DATA TO USE:
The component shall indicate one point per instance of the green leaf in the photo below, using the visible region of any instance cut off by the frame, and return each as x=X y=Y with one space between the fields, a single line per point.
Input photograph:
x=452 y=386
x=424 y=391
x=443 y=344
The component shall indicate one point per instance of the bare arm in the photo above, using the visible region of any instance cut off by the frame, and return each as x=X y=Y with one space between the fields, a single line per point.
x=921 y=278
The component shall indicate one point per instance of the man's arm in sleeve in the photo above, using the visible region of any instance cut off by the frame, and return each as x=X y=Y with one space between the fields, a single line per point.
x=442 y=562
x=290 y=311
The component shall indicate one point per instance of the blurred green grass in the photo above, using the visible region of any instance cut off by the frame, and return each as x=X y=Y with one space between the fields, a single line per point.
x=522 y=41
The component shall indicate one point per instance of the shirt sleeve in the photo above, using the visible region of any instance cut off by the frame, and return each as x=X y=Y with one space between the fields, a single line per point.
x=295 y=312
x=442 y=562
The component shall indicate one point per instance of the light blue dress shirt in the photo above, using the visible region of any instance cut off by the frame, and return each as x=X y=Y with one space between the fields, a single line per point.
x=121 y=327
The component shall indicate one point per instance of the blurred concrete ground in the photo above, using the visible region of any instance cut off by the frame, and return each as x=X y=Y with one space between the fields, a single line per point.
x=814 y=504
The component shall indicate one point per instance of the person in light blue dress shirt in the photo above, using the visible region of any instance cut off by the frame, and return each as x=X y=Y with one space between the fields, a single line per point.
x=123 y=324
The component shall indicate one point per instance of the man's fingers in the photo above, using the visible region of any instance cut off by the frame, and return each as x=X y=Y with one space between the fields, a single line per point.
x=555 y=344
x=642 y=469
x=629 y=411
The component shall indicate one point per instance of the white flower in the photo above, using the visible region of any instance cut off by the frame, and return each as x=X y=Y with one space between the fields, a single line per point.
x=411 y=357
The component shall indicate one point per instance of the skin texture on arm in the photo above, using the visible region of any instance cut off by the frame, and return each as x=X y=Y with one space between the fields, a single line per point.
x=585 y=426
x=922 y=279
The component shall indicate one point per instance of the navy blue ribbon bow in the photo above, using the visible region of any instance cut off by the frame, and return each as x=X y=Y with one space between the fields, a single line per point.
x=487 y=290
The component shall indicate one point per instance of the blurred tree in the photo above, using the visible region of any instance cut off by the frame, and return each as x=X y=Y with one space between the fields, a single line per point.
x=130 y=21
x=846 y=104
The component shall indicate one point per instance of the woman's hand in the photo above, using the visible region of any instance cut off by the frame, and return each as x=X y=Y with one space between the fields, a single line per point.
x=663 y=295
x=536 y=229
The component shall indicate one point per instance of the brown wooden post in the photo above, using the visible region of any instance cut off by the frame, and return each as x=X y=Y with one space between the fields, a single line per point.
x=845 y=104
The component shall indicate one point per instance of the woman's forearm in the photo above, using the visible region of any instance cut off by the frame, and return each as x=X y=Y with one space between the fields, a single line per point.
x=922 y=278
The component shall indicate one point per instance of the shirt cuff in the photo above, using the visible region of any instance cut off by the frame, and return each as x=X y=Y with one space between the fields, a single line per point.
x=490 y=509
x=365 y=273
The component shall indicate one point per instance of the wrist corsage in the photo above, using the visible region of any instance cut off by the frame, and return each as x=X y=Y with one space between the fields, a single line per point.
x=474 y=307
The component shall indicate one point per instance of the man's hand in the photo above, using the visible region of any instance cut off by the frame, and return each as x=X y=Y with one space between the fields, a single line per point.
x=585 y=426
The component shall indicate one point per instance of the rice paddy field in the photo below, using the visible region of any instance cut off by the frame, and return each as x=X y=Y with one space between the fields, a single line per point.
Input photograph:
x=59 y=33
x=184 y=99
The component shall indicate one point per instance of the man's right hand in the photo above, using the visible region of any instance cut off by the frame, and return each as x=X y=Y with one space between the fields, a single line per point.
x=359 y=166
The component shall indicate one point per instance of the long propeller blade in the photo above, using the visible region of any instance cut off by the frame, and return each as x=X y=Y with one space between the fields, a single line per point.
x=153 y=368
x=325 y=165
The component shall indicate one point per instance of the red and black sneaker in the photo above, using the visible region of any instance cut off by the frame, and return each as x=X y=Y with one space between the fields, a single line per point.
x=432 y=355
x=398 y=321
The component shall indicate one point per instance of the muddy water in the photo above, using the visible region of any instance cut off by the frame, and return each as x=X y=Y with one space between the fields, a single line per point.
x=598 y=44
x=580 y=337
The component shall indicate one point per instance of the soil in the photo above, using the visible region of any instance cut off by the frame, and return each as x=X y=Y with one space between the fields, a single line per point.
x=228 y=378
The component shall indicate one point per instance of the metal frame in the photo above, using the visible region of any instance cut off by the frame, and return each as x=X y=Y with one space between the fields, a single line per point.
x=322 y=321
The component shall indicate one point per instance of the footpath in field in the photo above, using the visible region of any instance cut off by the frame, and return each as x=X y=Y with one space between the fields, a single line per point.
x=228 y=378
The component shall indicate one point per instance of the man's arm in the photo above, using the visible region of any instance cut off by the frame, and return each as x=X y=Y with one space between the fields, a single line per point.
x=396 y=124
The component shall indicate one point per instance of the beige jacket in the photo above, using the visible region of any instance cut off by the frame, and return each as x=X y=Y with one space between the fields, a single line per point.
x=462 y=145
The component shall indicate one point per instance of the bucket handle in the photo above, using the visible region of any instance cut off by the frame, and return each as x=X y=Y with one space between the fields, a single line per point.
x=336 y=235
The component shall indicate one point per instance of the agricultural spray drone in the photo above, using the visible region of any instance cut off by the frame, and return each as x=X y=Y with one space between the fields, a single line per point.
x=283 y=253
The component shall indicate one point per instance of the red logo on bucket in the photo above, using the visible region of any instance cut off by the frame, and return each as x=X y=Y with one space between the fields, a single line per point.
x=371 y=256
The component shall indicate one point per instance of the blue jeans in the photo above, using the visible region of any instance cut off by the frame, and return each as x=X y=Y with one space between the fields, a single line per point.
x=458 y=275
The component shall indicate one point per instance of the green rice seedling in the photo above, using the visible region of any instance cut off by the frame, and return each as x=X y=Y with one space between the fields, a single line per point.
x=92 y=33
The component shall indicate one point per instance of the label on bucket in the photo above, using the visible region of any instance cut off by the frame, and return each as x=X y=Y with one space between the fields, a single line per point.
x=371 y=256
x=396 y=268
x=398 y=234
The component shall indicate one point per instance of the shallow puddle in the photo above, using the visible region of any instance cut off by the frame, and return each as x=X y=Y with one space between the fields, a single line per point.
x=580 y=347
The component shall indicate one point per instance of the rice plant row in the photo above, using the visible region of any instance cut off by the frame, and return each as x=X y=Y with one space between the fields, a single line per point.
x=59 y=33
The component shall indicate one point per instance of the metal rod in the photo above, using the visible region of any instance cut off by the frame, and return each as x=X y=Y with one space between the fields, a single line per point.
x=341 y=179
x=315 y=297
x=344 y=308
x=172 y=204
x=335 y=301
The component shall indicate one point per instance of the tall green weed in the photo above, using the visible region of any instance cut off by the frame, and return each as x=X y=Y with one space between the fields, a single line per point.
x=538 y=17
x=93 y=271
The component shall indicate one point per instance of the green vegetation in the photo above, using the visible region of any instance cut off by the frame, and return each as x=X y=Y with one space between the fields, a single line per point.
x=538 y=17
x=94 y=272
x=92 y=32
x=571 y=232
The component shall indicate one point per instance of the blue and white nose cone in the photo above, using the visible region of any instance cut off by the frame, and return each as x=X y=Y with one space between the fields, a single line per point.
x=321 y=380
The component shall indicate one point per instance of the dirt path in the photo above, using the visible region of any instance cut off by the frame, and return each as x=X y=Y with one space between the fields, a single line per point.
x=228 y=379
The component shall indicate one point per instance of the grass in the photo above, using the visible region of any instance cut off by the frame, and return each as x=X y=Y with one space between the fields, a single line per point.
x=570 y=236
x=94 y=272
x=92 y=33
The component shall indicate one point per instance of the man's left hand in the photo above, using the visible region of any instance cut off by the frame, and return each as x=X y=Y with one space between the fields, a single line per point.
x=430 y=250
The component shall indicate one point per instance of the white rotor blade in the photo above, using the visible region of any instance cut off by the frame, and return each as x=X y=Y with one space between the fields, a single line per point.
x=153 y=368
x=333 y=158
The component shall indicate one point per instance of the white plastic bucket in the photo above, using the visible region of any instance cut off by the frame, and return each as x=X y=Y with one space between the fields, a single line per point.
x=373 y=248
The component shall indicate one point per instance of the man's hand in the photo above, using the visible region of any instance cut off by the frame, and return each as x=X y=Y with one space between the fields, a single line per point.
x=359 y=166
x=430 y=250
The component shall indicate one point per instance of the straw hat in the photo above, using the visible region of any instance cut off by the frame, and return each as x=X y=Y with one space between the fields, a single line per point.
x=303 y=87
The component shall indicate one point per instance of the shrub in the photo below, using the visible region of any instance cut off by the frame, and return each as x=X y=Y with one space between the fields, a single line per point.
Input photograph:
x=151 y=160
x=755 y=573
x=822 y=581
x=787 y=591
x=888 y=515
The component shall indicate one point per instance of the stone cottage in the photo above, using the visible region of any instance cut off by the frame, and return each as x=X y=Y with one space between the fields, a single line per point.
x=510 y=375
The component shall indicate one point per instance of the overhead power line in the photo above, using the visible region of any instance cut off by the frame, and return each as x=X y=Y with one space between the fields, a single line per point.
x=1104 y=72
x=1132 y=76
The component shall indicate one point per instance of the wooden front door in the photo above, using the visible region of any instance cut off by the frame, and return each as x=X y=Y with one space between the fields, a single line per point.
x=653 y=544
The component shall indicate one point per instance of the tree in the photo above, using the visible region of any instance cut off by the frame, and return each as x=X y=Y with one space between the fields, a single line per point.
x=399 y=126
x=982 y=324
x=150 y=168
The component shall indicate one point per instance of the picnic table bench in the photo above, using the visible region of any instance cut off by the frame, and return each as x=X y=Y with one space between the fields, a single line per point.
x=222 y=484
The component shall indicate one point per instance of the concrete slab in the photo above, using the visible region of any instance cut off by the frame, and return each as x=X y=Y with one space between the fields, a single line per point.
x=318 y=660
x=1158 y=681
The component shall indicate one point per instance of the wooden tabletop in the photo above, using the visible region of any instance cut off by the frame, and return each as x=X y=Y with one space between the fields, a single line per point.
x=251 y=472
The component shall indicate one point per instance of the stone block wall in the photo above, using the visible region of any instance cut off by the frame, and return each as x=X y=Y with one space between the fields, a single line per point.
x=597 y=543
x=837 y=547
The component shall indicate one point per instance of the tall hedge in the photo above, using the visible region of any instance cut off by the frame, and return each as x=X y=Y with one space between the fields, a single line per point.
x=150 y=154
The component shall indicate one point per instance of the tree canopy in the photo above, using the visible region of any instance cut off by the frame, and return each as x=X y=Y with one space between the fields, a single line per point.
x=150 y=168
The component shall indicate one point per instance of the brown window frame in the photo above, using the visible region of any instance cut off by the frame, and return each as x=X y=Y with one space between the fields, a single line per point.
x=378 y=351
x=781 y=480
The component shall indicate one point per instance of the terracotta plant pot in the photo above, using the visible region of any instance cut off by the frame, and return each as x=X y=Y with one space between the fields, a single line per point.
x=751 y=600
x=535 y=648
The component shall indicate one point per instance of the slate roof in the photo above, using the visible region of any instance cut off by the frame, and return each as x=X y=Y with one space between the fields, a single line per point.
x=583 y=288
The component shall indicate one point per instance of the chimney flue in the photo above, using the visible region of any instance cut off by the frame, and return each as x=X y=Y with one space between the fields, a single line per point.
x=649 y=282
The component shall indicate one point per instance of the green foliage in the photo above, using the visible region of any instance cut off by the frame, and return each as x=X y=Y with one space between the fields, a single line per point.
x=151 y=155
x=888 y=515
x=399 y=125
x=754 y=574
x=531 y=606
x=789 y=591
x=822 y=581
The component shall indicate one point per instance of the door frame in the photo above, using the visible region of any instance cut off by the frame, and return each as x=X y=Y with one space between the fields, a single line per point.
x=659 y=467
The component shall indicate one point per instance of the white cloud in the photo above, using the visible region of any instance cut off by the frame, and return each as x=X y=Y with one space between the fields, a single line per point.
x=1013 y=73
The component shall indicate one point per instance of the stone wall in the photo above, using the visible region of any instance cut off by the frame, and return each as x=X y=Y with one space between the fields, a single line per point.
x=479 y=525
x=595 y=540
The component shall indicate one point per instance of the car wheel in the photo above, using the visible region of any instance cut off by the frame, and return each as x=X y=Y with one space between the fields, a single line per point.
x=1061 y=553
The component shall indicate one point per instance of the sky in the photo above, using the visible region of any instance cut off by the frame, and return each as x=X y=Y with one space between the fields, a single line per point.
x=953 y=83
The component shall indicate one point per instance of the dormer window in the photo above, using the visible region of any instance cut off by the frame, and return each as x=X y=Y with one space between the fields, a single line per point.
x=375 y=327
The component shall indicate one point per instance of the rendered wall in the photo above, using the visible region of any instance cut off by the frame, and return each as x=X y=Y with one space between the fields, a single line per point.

WHAT IS NEEDED:
Convert the records into a numbered list, starting at their first line and ending at the line containing "x=443 y=344", both inclusive. Omit blank lines.

FULL RESPONSE:
1. The component shall indicate one point per instance of the green leaf in the photo below, using the visible region of any instance cut off by the frame, and return each as x=X y=Y with one space between the fields, a single line per point.
2. Input photograph:
3. x=452 y=386
4. x=424 y=391
5. x=443 y=344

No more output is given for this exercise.